DATA FOR THIS EXERCISE:
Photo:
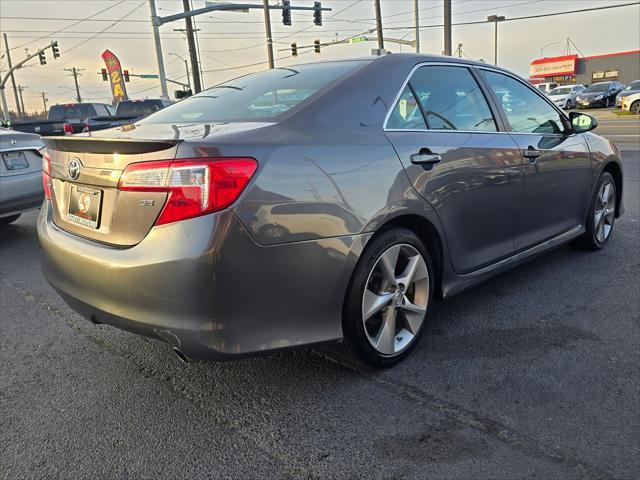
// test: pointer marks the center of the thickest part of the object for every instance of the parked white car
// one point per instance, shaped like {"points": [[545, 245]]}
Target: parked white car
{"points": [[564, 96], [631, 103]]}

...

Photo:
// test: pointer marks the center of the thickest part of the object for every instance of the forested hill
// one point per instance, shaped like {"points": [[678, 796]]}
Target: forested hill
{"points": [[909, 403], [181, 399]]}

...

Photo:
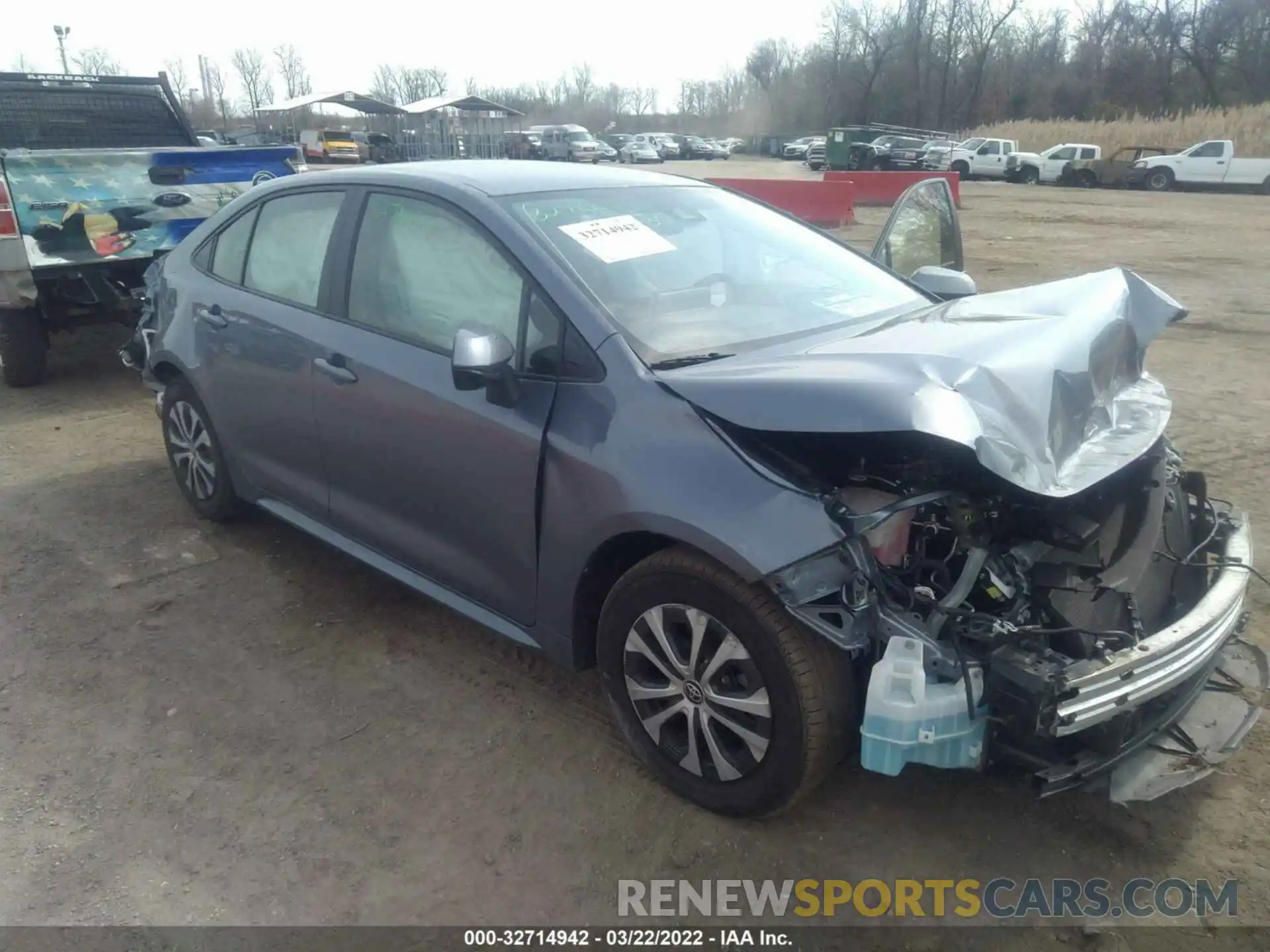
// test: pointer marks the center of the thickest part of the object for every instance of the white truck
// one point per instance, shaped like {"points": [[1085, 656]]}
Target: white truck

TASK TO CARRY OUT:
Count the lines above that contain the word "marks", and reply with that number alone.

WRITTEN SOLUTION:
3